Material provided
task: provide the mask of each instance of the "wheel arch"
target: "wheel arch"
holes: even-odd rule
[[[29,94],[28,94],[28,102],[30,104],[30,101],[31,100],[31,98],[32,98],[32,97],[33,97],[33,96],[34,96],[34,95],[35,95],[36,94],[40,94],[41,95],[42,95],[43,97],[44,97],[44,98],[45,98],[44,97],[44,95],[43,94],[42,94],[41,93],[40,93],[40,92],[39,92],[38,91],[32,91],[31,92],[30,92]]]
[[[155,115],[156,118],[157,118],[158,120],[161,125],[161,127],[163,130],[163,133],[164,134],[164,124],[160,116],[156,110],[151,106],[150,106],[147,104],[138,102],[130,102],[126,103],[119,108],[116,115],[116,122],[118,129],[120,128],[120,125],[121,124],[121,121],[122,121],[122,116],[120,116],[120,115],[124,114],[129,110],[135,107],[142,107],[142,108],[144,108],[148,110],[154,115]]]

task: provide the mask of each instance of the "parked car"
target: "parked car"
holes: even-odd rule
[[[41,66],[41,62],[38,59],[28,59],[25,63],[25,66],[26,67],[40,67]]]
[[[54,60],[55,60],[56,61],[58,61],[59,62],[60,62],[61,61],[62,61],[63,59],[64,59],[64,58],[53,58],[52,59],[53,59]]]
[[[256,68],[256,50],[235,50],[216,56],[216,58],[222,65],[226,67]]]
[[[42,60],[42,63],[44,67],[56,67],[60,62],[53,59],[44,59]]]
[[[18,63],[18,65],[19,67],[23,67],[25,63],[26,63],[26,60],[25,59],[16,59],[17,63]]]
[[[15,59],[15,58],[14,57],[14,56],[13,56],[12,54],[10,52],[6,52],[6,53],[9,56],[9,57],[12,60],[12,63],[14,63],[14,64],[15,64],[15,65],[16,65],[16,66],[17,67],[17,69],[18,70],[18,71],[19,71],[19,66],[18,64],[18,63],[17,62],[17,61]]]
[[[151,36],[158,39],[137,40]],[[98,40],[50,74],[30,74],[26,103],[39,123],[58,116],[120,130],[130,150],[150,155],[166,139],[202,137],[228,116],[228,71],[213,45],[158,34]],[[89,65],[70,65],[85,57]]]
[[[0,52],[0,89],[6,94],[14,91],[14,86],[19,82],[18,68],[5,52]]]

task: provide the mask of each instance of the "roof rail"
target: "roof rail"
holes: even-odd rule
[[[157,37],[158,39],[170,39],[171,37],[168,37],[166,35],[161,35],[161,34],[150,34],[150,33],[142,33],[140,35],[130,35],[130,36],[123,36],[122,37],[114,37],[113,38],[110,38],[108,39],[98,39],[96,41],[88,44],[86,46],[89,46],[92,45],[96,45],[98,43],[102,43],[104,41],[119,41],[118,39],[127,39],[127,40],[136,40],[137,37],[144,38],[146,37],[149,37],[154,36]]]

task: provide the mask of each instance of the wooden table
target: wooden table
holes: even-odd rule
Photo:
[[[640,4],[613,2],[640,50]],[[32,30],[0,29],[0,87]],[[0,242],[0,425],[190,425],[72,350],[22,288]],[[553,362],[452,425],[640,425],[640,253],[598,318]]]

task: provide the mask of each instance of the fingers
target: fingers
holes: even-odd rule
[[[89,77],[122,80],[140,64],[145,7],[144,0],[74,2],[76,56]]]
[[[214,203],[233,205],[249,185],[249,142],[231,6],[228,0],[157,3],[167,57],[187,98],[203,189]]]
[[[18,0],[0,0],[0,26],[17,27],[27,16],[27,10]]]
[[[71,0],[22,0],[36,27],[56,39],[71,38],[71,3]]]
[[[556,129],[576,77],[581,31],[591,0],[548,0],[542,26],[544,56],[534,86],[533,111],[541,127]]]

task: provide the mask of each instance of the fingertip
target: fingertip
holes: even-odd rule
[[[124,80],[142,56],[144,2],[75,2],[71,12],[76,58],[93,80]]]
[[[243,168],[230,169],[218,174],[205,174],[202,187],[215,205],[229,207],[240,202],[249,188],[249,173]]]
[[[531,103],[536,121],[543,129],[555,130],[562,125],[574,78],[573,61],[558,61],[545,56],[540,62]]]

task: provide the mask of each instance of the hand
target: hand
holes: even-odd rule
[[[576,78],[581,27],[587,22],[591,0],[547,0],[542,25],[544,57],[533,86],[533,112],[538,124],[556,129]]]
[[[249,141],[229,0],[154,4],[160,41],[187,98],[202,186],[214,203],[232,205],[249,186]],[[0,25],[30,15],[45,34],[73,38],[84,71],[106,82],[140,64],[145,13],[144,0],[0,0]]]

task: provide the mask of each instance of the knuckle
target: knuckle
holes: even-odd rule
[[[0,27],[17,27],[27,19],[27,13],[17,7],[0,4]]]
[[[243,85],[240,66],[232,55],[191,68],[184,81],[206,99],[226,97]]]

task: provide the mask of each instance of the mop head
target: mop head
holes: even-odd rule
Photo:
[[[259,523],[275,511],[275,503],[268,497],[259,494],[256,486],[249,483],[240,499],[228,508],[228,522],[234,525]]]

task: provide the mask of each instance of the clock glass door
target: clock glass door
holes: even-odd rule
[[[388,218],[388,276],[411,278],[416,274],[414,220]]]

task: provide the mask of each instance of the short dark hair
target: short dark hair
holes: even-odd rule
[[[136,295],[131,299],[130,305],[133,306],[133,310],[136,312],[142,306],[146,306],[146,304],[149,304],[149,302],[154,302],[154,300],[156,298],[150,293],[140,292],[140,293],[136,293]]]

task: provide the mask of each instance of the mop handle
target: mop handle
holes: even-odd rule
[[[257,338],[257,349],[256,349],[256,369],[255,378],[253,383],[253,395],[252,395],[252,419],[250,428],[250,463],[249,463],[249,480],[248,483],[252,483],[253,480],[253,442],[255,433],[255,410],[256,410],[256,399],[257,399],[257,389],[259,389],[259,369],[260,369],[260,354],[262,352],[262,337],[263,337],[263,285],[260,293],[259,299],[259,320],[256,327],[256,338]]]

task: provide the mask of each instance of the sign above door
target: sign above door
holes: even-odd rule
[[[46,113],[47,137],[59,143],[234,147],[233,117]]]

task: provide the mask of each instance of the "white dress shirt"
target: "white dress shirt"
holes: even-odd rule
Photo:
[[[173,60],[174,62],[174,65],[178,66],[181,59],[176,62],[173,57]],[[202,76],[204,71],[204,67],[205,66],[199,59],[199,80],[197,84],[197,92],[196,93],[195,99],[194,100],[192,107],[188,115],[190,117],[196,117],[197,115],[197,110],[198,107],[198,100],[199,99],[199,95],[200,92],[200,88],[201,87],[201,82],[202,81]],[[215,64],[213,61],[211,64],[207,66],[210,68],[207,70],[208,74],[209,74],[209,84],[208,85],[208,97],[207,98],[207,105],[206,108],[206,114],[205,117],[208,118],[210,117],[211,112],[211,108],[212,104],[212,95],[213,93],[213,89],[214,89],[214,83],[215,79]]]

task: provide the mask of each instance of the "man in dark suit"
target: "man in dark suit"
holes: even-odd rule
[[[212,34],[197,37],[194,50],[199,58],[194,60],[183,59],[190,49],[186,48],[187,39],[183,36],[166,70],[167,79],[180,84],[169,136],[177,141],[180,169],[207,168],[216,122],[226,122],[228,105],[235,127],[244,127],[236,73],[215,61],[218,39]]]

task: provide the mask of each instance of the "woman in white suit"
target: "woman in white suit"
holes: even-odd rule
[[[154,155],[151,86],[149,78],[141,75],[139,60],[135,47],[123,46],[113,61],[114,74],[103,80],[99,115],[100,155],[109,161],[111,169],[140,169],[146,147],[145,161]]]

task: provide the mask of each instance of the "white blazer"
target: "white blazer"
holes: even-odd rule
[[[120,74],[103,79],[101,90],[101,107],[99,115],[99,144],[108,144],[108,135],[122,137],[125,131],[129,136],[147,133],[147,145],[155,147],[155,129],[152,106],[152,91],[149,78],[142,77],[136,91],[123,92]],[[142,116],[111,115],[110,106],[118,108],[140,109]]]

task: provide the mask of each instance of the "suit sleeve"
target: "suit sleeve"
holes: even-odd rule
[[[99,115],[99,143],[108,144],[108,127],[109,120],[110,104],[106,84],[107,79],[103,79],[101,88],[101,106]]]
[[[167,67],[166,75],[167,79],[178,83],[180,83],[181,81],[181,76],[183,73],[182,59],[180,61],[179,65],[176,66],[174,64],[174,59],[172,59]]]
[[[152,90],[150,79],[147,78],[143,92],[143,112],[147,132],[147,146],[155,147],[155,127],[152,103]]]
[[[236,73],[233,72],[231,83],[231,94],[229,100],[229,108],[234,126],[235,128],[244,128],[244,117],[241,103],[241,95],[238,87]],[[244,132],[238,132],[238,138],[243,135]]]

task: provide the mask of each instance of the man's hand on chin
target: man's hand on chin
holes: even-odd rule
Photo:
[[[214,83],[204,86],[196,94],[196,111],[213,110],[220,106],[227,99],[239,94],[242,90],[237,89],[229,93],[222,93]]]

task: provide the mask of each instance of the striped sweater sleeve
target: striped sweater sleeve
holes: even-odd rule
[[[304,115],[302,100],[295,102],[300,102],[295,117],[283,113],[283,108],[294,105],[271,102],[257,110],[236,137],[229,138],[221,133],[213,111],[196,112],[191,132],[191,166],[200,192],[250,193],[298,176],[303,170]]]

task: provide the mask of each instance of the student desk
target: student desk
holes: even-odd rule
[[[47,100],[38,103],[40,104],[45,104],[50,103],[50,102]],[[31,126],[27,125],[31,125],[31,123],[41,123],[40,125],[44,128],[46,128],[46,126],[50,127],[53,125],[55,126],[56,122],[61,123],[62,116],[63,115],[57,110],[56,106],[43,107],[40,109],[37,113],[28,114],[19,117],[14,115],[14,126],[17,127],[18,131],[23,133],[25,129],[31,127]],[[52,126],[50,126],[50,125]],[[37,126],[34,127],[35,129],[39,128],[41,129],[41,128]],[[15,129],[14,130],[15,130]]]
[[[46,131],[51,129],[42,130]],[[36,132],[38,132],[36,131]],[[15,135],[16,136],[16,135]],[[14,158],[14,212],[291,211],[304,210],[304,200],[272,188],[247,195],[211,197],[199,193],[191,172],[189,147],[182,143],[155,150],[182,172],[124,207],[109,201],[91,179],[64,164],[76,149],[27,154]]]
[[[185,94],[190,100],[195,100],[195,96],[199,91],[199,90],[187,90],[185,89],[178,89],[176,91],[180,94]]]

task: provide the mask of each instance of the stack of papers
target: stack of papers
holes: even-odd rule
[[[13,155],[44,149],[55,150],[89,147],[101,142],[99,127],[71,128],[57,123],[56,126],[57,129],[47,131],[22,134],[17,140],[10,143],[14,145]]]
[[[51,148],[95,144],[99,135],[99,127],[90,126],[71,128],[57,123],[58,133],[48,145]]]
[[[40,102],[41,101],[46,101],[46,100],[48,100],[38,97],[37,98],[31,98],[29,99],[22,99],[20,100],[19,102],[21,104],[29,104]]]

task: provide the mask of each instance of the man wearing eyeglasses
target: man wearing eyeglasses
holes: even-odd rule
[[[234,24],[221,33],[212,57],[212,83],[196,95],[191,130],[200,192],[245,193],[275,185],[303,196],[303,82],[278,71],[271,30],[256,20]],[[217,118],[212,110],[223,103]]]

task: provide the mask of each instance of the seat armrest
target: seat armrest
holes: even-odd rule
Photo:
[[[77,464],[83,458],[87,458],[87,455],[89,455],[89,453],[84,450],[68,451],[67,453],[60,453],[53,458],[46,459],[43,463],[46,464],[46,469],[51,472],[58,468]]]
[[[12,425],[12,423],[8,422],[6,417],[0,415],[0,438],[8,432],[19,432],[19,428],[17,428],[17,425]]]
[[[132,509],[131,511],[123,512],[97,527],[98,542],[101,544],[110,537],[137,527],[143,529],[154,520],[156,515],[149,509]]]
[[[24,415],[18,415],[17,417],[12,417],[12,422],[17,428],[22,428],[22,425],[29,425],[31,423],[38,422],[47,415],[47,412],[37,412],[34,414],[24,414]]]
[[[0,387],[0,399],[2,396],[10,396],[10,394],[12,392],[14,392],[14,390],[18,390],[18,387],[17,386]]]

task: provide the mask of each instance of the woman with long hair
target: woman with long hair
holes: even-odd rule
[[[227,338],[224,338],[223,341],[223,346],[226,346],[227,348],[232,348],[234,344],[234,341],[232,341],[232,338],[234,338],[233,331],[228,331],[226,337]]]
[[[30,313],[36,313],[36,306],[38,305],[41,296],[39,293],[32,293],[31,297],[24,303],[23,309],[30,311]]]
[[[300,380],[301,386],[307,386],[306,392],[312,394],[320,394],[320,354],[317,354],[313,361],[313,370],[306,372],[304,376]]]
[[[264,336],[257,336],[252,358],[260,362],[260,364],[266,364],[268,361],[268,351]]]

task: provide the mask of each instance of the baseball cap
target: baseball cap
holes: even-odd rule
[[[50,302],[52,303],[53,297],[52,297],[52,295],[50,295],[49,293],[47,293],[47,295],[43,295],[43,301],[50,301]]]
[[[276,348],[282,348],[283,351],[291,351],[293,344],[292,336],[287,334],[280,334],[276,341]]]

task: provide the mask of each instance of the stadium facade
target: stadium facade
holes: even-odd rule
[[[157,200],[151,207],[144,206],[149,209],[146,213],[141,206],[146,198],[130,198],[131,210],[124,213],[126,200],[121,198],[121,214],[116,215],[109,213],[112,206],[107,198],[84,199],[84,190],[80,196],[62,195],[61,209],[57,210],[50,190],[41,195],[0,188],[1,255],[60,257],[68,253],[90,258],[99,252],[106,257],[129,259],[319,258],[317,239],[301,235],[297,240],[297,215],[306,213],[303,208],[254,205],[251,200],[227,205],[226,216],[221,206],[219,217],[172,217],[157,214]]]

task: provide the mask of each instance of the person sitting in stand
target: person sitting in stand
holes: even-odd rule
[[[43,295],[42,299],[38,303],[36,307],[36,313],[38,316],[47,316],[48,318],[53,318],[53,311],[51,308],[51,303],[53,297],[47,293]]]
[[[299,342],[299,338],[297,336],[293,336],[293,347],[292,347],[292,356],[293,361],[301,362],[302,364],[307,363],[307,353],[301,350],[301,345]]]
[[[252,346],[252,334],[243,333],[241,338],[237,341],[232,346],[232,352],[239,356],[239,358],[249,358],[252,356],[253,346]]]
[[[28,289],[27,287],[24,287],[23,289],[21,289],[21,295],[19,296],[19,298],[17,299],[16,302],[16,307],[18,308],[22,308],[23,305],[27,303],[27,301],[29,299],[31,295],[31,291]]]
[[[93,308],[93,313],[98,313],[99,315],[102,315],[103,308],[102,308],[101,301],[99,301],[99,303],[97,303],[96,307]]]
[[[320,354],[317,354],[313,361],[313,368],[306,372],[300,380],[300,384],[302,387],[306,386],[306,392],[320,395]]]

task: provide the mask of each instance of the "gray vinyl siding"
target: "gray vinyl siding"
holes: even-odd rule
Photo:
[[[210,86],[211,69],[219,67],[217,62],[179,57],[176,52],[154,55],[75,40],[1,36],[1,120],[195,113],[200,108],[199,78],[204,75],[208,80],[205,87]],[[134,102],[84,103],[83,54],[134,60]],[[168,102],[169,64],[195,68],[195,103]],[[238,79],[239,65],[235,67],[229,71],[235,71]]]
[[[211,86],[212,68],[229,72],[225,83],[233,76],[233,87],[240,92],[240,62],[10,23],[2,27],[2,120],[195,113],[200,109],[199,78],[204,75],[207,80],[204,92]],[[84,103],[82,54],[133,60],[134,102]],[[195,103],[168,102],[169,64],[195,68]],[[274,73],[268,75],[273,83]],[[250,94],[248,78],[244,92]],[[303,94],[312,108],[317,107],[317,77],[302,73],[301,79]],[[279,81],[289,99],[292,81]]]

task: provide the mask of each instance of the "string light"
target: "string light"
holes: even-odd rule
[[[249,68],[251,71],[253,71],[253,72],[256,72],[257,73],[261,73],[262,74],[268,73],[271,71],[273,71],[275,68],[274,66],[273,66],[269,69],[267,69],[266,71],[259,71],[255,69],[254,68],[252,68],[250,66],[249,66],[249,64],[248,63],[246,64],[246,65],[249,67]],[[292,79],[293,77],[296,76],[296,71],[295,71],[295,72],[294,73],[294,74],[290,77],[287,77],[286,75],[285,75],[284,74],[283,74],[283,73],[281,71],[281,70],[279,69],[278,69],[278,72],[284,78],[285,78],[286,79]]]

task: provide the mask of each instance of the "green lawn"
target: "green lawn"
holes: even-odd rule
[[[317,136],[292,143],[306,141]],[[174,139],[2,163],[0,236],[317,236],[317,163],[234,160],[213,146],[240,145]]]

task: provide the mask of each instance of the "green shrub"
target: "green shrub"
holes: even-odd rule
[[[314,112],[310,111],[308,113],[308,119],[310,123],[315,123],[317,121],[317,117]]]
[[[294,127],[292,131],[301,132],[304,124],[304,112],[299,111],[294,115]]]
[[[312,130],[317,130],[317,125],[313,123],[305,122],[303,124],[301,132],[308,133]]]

Task instructions
Could you return each line of the material above that contains the string "light"?

Full answer
task: provide the mask of each instance of the "string light"
target: "string light"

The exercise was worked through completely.